Text shown
-=-=-=-=-
Noting the ties between China and Germany is currently facing a new situation, Wang called on the two countries to set a model of win-win cooperation for the world through deepening collaboration, to bring stability to the world through guiding the China-EU cooperation, and to strength the power to safeguard multilateralism through boosting global governance.

For his part, German President Steinmeier said that the current international landscape is complicated and turbulent, and multilateralism is under threat.

He noted that Germany highly values the ties with China, adding Germany is willing to strengthen communication and coordination with China at all levels, and to continue the pragmatic cooperations in Industry 4.0 and in other fields.

Germany and China, and Europe and China, should join hands to maintain the world peace and stability, free trade, and existing international orders, Steinmeier added.

When meeting with Merkel, Wang said China sticks to peaceful development, and will through steadily deepening reform and opening up, solve the existing problem of imbalance and insufficient development to meet people’s desire for a better life and to fulfill the promises of the party and the government to the people.
-=-=-=-=-
What the task asks
Copy the passage on China-Germany ties from "For his part, German" to "orders, Steinmeier added.", changing "turbulent" to "unstable".
-=-=-=-=-
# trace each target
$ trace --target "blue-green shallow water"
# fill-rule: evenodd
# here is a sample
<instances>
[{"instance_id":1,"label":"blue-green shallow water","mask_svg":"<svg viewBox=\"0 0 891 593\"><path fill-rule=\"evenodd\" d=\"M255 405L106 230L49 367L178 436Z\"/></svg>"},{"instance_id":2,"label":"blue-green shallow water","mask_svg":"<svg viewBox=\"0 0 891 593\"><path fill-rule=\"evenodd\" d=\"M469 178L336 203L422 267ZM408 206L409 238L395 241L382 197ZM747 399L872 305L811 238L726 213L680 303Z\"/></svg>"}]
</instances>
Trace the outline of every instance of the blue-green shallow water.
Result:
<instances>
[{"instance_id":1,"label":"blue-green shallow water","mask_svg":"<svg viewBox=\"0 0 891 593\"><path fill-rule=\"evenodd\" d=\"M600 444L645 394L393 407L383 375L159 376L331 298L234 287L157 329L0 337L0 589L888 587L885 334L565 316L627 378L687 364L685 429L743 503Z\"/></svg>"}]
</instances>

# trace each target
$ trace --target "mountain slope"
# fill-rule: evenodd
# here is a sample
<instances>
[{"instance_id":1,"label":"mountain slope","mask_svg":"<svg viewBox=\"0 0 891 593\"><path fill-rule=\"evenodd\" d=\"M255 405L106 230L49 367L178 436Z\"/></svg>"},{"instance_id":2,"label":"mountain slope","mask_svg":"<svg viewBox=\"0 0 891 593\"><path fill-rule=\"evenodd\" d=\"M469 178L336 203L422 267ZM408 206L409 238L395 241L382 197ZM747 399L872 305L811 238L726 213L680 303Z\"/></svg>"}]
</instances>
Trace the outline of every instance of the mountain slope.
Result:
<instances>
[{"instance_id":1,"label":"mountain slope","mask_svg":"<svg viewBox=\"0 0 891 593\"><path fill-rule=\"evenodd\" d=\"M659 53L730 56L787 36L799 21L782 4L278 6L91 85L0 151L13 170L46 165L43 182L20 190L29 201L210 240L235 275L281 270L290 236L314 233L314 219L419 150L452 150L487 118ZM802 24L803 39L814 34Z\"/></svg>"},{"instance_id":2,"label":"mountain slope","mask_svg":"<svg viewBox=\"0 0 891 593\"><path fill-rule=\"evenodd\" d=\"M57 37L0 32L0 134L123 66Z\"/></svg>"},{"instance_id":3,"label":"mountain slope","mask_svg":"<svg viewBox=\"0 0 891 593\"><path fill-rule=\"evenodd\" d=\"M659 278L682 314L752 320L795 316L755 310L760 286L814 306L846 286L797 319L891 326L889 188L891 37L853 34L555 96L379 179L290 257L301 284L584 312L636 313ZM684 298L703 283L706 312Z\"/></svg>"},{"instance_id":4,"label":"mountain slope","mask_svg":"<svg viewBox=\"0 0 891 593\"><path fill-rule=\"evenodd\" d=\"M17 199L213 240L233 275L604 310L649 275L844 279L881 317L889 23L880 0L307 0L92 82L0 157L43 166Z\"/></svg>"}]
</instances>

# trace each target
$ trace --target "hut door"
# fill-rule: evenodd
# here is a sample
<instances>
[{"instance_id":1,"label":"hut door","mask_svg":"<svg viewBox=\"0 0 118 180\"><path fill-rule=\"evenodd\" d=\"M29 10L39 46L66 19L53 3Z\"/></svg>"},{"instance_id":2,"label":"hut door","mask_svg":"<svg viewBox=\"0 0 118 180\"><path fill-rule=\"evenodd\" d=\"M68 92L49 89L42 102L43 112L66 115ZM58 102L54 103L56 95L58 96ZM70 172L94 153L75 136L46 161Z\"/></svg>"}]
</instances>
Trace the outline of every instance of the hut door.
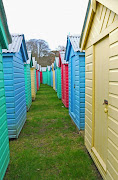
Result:
<instances>
[{"instance_id":1,"label":"hut door","mask_svg":"<svg viewBox=\"0 0 118 180\"><path fill-rule=\"evenodd\" d=\"M75 56L71 61L71 112L75 116Z\"/></svg>"},{"instance_id":2,"label":"hut door","mask_svg":"<svg viewBox=\"0 0 118 180\"><path fill-rule=\"evenodd\" d=\"M106 170L108 128L109 37L95 45L95 126L94 147L97 159Z\"/></svg>"}]
</instances>

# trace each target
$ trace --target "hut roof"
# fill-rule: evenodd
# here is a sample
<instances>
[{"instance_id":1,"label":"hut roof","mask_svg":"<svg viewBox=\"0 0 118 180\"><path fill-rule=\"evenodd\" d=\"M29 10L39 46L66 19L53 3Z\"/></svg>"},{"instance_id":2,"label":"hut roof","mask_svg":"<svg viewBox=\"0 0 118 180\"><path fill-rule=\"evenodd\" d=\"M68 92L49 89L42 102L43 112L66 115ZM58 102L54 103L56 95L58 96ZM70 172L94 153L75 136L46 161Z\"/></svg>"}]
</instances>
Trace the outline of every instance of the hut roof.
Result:
<instances>
[{"instance_id":1,"label":"hut roof","mask_svg":"<svg viewBox=\"0 0 118 180\"><path fill-rule=\"evenodd\" d=\"M46 71L46 69L47 69L46 67L42 67L42 71Z\"/></svg>"},{"instance_id":2,"label":"hut roof","mask_svg":"<svg viewBox=\"0 0 118 180\"><path fill-rule=\"evenodd\" d=\"M89 0L88 6L87 6L87 11L85 15L85 20L81 32L81 38L80 38L80 47L83 50L85 46L85 42L87 39L87 34L89 32L89 29L92 24L92 17L94 16L96 12L96 3L99 2L100 4L103 4L105 7L110 9L111 11L115 12L118 14L118 1L117 0ZM85 28L86 27L86 28ZM85 34L85 36L84 36Z\"/></svg>"},{"instance_id":3,"label":"hut roof","mask_svg":"<svg viewBox=\"0 0 118 180\"><path fill-rule=\"evenodd\" d=\"M27 61L28 53L27 53L24 34L13 34L11 35L11 37L12 37L12 43L9 44L8 50L3 49L2 52L3 53L18 53L20 49L22 49L22 52L24 52L26 55L25 61ZM24 47L22 47L22 43Z\"/></svg>"},{"instance_id":4,"label":"hut roof","mask_svg":"<svg viewBox=\"0 0 118 180\"><path fill-rule=\"evenodd\" d=\"M11 39L11 35L9 32L9 28L8 28L8 23L7 23L7 17L6 17L6 13L5 13L5 9L4 9L4 5L2 0L0 1L0 19L2 21L3 27L4 27L4 31L7 37L7 42L8 44L12 43L12 39ZM3 44L3 48L6 48Z\"/></svg>"}]
</instances>

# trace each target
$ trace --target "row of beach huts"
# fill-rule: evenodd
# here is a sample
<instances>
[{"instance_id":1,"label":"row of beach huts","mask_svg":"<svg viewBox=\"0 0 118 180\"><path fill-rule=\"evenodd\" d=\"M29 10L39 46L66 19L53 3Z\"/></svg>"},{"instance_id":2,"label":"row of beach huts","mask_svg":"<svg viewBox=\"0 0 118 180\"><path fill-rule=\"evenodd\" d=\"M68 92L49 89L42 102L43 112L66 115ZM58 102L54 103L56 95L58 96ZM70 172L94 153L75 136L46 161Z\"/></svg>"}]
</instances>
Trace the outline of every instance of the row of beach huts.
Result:
<instances>
[{"instance_id":1,"label":"row of beach huts","mask_svg":"<svg viewBox=\"0 0 118 180\"><path fill-rule=\"evenodd\" d=\"M105 180L118 179L118 1L89 0L81 36L67 36L51 66L27 52L24 35L10 35L0 1L0 180L9 138L18 138L40 83L52 86ZM79 159L78 159L79 161Z\"/></svg>"}]
</instances>

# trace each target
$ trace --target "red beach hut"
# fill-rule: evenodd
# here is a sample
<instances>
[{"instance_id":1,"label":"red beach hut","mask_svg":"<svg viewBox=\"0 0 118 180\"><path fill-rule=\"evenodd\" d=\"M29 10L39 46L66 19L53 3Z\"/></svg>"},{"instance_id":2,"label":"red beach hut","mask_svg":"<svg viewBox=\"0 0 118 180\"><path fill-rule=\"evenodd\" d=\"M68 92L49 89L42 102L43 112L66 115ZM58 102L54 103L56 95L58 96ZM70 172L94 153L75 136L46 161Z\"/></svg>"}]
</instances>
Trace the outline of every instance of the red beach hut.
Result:
<instances>
[{"instance_id":1,"label":"red beach hut","mask_svg":"<svg viewBox=\"0 0 118 180\"><path fill-rule=\"evenodd\" d=\"M61 67L61 91L62 102L66 108L69 106L69 89L68 89L68 62L65 60L65 52L59 53L59 67Z\"/></svg>"}]
</instances>

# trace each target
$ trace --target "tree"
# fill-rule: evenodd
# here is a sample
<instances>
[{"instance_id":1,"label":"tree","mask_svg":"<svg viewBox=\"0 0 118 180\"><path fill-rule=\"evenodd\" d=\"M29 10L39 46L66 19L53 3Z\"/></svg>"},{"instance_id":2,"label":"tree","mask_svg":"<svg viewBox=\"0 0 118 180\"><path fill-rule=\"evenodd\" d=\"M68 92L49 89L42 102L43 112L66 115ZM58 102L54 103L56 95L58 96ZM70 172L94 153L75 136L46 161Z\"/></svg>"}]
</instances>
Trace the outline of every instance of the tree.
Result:
<instances>
[{"instance_id":1,"label":"tree","mask_svg":"<svg viewBox=\"0 0 118 180\"><path fill-rule=\"evenodd\" d=\"M59 45L58 48L57 48L57 50L58 50L58 51L66 51L66 47Z\"/></svg>"},{"instance_id":2,"label":"tree","mask_svg":"<svg viewBox=\"0 0 118 180\"><path fill-rule=\"evenodd\" d=\"M48 56L51 52L48 43L42 39L30 39L26 42L27 50L32 51L32 55L39 60L43 56Z\"/></svg>"}]
</instances>

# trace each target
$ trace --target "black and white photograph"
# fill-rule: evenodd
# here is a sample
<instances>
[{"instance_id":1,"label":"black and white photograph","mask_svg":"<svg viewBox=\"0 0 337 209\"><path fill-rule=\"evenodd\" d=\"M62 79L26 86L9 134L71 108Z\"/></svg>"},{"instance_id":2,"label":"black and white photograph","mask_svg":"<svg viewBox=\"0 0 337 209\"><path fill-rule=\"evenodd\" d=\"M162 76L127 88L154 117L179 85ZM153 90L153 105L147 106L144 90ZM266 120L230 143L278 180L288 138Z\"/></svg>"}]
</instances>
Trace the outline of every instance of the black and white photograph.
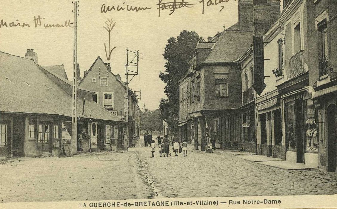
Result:
<instances>
[{"instance_id":1,"label":"black and white photograph","mask_svg":"<svg viewBox=\"0 0 337 209\"><path fill-rule=\"evenodd\" d=\"M337 208L337 0L1 4L0 208Z\"/></svg>"}]
</instances>

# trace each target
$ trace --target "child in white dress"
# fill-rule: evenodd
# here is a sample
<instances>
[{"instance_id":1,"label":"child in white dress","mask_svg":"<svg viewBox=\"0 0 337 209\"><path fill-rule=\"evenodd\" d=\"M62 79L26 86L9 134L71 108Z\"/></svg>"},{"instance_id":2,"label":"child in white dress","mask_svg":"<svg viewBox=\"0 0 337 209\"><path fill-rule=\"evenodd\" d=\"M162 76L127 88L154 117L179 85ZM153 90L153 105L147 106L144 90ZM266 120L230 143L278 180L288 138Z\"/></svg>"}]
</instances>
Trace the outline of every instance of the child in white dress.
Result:
<instances>
[{"instance_id":1,"label":"child in white dress","mask_svg":"<svg viewBox=\"0 0 337 209\"><path fill-rule=\"evenodd\" d=\"M154 144L155 141L154 140L152 140L151 142L151 145L150 147L152 148L152 157L154 157L154 148L156 147L156 145Z\"/></svg>"}]
</instances>

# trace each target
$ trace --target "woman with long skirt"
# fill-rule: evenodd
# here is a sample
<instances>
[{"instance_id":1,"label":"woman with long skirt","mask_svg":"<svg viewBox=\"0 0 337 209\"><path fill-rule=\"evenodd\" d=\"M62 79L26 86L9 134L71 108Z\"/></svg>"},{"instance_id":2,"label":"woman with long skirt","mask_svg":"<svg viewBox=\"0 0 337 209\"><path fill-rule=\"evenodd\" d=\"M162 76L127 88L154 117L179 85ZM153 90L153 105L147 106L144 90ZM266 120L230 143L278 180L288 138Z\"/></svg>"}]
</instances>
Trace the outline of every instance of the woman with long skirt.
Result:
<instances>
[{"instance_id":1,"label":"woman with long skirt","mask_svg":"<svg viewBox=\"0 0 337 209\"><path fill-rule=\"evenodd\" d=\"M165 157L165 153L166 153L166 156L168 156L168 153L170 152L170 149L168 145L168 138L167 138L167 135L165 135L164 136L164 139L163 139L163 147L162 150L161 152L164 155L163 157Z\"/></svg>"},{"instance_id":2,"label":"woman with long skirt","mask_svg":"<svg viewBox=\"0 0 337 209\"><path fill-rule=\"evenodd\" d=\"M177 133L173 134L173 137L172 138L172 144L173 146L173 150L176 153L176 156L178 156L178 150L180 146L180 142L179 138L177 136Z\"/></svg>"}]
</instances>

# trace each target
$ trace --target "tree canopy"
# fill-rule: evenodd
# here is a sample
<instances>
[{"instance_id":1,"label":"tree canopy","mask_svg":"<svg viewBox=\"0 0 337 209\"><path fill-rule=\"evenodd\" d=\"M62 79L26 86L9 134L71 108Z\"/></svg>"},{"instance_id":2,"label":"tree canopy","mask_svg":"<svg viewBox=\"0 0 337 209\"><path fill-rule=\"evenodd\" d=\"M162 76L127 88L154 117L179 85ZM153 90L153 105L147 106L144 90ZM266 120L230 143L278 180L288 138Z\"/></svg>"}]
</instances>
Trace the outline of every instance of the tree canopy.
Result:
<instances>
[{"instance_id":1,"label":"tree canopy","mask_svg":"<svg viewBox=\"0 0 337 209\"><path fill-rule=\"evenodd\" d=\"M160 116L167 124L175 129L175 116L179 115L179 85L178 82L188 71L188 62L194 56L194 50L199 41L205 42L195 32L184 30L177 38L171 37L164 49L165 70L160 72L159 77L166 83L165 93L167 99L160 101ZM178 117L179 118L179 117Z\"/></svg>"},{"instance_id":2,"label":"tree canopy","mask_svg":"<svg viewBox=\"0 0 337 209\"><path fill-rule=\"evenodd\" d=\"M162 130L163 120L160 118L159 109L152 111L146 109L140 114L141 130L161 131Z\"/></svg>"}]
</instances>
-=-=-=-=-
Task output
For his part, German President Steinmeier said that the current international landscape is complicated and unstable, and multilateralism is under threat.

He noted that Germany highly values the ties with China, adding Germany is willing to strengthen communication and coordination with China at all levels, and to continue the pragmatic cooperations in Industry 4.0 and in other fields.

Germany and China, and Europe and China, should join hands to maintain the world peace and stability, free trade, and existing international orders, Steinmeier added.